What is being asked:
Carry on the review of the Sci-Fi Lo-Fi Volume 1 mix by Andrew Weatherall, picking up right after its final sentence.

Source text:
──────

Various Artists
Sci-Fi Lo-Fi Volume 1 (Mixed By Andrew Weatherall)
2007
B+



andrew Weatherall’s latest studio projects—the two Wrong Meeting albums with Keith Tenniswood as Two Lone Swordsmen—were accompanied by a listening diet of ‘50s and ‘60s rockabilly, psychobilly, surf-rock, psychedelic folk, and the darker sides of post-punk and new wave. Volume 1 of Soma’s new Sci-Fi Lo-Fi series is described as an accompaniment to Wrong Meeting, and works as a narrative explaining how Weatherall imagines this musical line stretching from these early forms and derivations of rock’n’roll into Two Lone Swordsmen’s retro-futuristic present.

Joe Boot and the Fabulous Winds’ “Rock ‘n’ Roll Radio” is his starting point, with the cheerily simplistic slogan “Ice cream ‘n’ soda pop, hope the music never stop!” demonstrating the length of this piece of musical string. The distance is covered though, over an hour-long set that begins with 25 minutes of rockabilly, surf rock, and ‘60s garage. There are clear predecessors to psychobilly here, like Hipbone Slim & the Knee-Tremblers’ wicked, maniacal “Snake Pit,” and Charlie Feathers’ delirious “Jungle Fever,” as well as the proto-Ramones “Jungle Rock” by Tav Falco & Panther Burns.

──────

Input data:
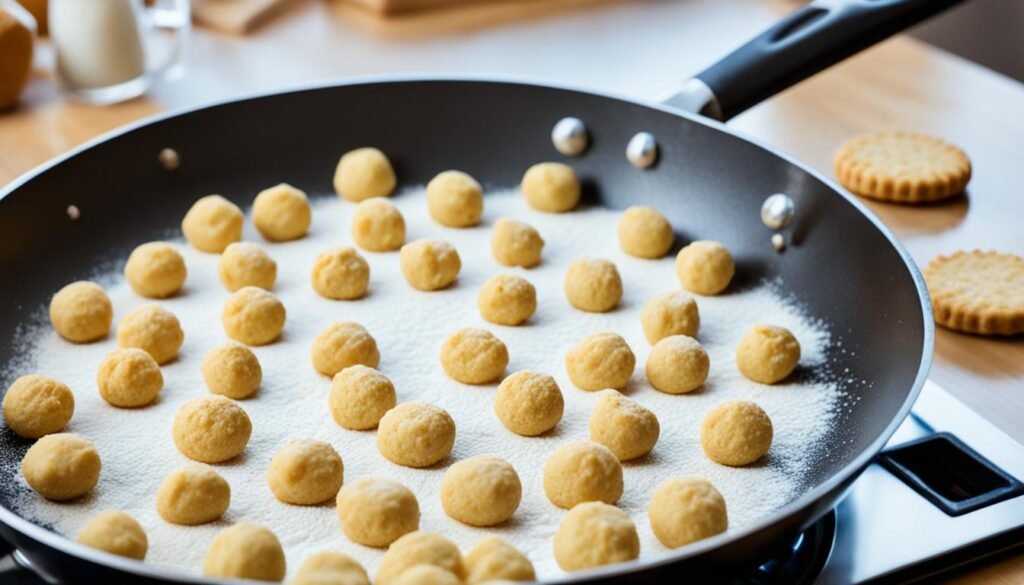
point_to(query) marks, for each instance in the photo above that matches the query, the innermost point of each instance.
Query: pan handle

──────

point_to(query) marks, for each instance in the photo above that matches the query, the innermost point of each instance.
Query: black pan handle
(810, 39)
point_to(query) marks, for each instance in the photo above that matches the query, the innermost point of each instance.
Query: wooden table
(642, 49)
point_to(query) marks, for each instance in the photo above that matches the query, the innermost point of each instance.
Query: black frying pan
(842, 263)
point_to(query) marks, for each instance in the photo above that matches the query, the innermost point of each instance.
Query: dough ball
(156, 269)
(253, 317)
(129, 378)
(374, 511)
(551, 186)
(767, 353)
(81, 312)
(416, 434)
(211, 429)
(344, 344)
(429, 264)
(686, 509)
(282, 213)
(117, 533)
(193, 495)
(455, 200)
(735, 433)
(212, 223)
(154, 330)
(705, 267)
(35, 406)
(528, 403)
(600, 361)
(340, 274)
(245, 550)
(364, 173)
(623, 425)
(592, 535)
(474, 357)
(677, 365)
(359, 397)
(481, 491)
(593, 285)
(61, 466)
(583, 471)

──────

Task answer:
The second half moves into the modern age and features some bigger names like T-Rex, the Fall, and Primal Scream, but while they all retain the swing-beat to keep the story going, the highlights can be found elsewhere. Flaming Stars’ “Spilled Your Pint” has a menacing piano riff to underlie a story about drunken violence, and there’s a frankly bizarre cover of Diana Ross’ “Upside Down” by Tropics of Cancer that features a rumbling, echoey bassline and a disturbingly inappropriate vocal. But it’s the Cramps who steal the show with the trashy, ranting “New Kind of Kick.” Over a repeated garage riff and building tension, lead singer Lux Interior wails “I want some new kind of kick, a-waah waah waah!” like Iggy Pop at his most unhinged. Of all the mental instability on this disc—and that’s the recurring lyrical theme here—it’s the Cramps who carry off craziness with the most style. For all that Marc Bolan’s falsetto on “Free Angel” is beautiful, he just isn’t wild enough for this bunch.

It’s left up to Weatherall himself to round the set off with “Feathers,” from his recent EP The Bullet Catcher’s Apprentice. It’s propulsive and groovy, with a prominent scratching guitar motif and wide-open spaces filled with synths, processed basslines, and effects. On the face of it, it’s light years away from Joe Boot, but what it does share is the swing-beat that underpins the whole musical line: words like “propulsive” and “groovy,” as well as "driving," "chugging," "rolling," or "swinging," can be applied to everything here. It's dance music of a different kind, and Weatherall's thorough and fascinating guide to the half-century of inspiration he’s currently drawing from leaves whoever is in line to curate Volume 2 with a hard act to follow.